▶ **Provided text**:
I've done a couple designs with clock-sprung cabling and a number more with Kabelschlepp or igus chains and each has their own awful cable dynamics to deal with. Make sure that the cable is only bending in one direction and isn't rolling or twisting, and if you can, design the cable without using twisted pair. New England Wire has a pretty good high-flex wire, as did Gore before they left the industry. If you're feeling like spending ludicrous dollars, Leoni makes a really nice high-flex, process hardened, high dielectric, vacuum compatible wire that consists of bundles of high flex similar to the NEW wire wrapped in a teflon jacket and then overmoulded/extruded with a PTFE/PFPE/PTFE sandwich. It's great wire, although doing the ground termination on it is a bitch.

If you can avoid clock-springing, do so. The mechanical dynamics are heinous to get right. What sort of rotation, accel, decel, radius of curvature, number of wires, move time, and cycle life are you looking at?

▶ **Task data**:
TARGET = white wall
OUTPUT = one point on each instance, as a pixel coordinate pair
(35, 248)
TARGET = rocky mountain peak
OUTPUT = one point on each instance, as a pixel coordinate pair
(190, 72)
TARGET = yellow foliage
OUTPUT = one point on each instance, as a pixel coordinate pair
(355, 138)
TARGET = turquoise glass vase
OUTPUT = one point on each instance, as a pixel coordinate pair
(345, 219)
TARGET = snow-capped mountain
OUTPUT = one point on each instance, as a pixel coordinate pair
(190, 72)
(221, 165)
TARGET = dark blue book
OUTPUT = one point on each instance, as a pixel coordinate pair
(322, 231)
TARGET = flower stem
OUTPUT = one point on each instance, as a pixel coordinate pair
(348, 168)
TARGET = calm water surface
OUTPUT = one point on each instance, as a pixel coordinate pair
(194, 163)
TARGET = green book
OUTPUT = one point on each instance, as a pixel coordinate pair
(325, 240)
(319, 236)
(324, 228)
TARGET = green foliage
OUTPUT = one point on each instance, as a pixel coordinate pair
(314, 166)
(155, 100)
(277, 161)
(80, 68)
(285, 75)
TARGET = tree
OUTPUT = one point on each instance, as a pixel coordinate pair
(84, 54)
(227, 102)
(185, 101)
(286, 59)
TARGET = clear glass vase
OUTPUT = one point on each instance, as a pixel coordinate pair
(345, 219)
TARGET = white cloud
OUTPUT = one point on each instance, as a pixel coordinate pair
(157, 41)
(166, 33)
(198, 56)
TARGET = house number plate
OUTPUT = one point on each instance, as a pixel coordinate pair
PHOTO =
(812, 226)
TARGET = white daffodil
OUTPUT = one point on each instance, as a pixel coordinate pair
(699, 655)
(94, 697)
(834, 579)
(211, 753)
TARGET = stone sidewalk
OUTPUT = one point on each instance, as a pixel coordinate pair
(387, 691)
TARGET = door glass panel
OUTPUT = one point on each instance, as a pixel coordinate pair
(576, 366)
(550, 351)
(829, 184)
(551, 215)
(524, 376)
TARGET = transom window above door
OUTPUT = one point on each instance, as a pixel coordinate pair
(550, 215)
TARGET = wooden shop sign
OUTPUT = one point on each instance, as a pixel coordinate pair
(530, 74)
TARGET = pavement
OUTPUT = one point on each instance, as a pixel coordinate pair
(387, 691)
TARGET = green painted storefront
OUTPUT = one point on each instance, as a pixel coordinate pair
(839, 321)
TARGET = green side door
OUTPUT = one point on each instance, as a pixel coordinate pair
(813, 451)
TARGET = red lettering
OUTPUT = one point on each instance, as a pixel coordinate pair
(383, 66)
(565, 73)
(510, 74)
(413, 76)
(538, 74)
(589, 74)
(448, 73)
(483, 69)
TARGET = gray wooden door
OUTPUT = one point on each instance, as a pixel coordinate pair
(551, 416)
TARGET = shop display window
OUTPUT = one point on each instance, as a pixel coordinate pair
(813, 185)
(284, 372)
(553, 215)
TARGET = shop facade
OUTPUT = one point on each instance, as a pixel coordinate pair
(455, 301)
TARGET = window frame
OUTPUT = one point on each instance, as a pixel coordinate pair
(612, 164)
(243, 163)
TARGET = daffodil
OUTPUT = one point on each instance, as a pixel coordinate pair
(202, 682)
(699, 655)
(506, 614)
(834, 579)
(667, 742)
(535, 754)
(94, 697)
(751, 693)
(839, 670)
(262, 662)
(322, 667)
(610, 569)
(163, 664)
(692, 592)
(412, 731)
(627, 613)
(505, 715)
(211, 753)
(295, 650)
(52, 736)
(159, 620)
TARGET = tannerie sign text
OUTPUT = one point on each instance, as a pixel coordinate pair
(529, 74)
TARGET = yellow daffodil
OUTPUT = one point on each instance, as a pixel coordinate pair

▶ **What this exercise asks**:
• A. Shift the records from the line containing "TARGET = shop facade" through the end of the records, and write that stretch out again with its requests included. Add 8 to every number in each pixel coordinate pair in the answers.
• B. Write the next part of the post on high-flex cabling and clock-springing, picking up after its final sentence.

▶ **Task responses**:
• A.
TARGET = shop facade
OUTPUT = one point on each instance, as a pixel coordinate pair
(463, 309)
TARGET = window frame
OUTPUT = one point on each instance, as a pixel coordinate pair
(620, 172)
(251, 171)
TARGET = daffodil
OUTPUT = one point on each instance, as a pixel coordinate pair
(210, 690)
(707, 663)
(514, 622)
(842, 587)
(675, 750)
(543, 762)
(102, 705)
(759, 701)
(847, 678)
(270, 670)
(330, 675)
(618, 577)
(171, 672)
(700, 600)
(420, 739)
(635, 621)
(513, 723)
(219, 761)
(303, 658)
(60, 744)
(167, 628)
TARGET = tannerie sign text
OUTPUT = one point on each instance, as a pixel coordinate pair
(537, 82)
TARGET = yellow daffodil
OUTPUT = one point on each instance, as a pixel coordinate pair

• B.
We need to wind 20 ft of .75 in diameter cable on the reel. It has to resist at least 200N of shock and only take 20N to unreel. The cables have 3 10 AWG high current paths that carry 30 amps and 2 14 AWG low current paths with an unspecified amperage. The minimum bend radius is 3.5 inches, and the suggested lifetime is 10 years of intermittent use (its an EV charging cable).

EDIT: I talked to the company contact for this project, apparently a resistance of 500 micro Ohms is pretty BS since not even one of the wires has that low of a resistance.